TEXT SEGMENT:
--- --- ---

Josh: Now back to it, and take it with a grain of salt, because I’m not in any way saying that attractive people are there for automatically good, or I’m certainly not saying that people we find physically attractive are better than the rest of us. But I think there’s something in attractiveness that gives us the sense of that’s goodness, right, like, and so our desire to view or lust attractive people, attractive people, is a desire to consume their goodness, to merge, and that’s, i think, one of the powerful reasons behind sexual sin is that that one flesh union that God designed to be between husband and wife is meant to be two people who understand on the, they understand interiorly that they are good and they’re bringing their goodness to the other person’s goodness, and there’s a giving and receiving that happens there. That is very good. And there’s something, as we lost after quote unquote attractive people, that is searching for that restored place. But in that place, in that way, our kind of that pseudo merging, whether it’s just through lust and masturbation or actually hooking up with someone that we think is attractive that really what we’re searching for there is to merge and to find that we are good. Because if that attractive person, that person that we perceive on a visual, aesthetic level as quote unquote good, if that person wants to be with me, then it assuages, it kind of soothes my own sense of shame and inadequacy And, for a moment at least, makes me feel like maybe I’m good too, even if it’s just in the fantasy of porn. So, and our own desire to be attractive also is our deep, deep down, it’s a desire not to be attractive, not to draw people to ourselves, but it’s a desire to be good, to be good.

--- --- ---

SUPPLIED RECORDS:
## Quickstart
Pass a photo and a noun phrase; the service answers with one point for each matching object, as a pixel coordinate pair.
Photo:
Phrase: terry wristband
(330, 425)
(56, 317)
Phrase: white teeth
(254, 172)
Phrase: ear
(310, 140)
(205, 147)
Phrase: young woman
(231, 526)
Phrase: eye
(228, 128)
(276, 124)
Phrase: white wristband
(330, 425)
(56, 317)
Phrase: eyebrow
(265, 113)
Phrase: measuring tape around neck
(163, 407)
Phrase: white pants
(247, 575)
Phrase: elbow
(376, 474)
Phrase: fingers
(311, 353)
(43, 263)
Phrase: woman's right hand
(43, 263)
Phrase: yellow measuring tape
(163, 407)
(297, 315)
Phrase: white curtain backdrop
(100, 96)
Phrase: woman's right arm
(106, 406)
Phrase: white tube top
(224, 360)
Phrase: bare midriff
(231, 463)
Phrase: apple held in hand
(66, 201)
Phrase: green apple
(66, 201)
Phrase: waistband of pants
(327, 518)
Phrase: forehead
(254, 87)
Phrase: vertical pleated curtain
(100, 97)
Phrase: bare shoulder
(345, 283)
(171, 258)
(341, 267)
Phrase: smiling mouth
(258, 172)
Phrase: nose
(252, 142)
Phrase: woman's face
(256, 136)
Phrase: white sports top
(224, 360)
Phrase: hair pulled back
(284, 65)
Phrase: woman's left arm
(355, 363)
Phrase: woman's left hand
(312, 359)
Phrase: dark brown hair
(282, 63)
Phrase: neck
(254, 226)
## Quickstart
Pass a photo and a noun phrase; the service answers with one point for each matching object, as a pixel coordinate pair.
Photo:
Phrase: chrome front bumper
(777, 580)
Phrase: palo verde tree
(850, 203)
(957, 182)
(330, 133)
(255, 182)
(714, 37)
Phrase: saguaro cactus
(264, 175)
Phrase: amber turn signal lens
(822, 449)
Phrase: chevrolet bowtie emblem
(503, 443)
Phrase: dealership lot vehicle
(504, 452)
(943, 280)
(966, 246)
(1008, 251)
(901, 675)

--- --- ---

REQUIRED ACTIONS:
- a) For the passage on attractiveness and goodness, decide whether each statement agrees with it: (i) The speaker claims that physically attractive people are better than everyone else. (ii) The speaker describes the one flesh union as designed to be between husband and wife. (iii) The speaker says that our desire to be attractive is, deep down, a desire to be good.
- b) In the passage on attractiveness and goodness, what does the speaker say is soothed when a person perceived as attractive wants to be with him?
- c) Pick up the passage on attractiveness and goodness after its last sentence and keep writing in the same spoken voice.

RESPONSES PER TASK:
- a)
(i) No: "I’m certainly not saying that people we find physically attractive are better than the rest of us."
(ii) Yes: "that one flesh union that God designed to be between husband and wife"
(iii) Yes: "it’s a desire not to be attractive, not to draw people to ourselves, but it’s a desire to be good"

- b) His own sense of shame and inadequacy.

- c)
Josh: I think it’s one of the reasons that’s significant that the prophet Isaiah, in prophesying about Jesus, said there was no, he had no stately former majesty, there was nothing in his appearance that drew people to him. And yet people were drawn to him. Why? Because he was very good because he was very loving, and we know from Jesus’s life that he was not doing what he was doing to be attractive. He wasn’t grasping, he wasn’t wanting to use people, he didn’t want to draw the crowd so he could feel better about himself. He wanted people to follow him because he understood interiorly that he himself was a good gift. He was bringing something of great value to the people and he wanted them to have the goodness that he brought as God in the flesh.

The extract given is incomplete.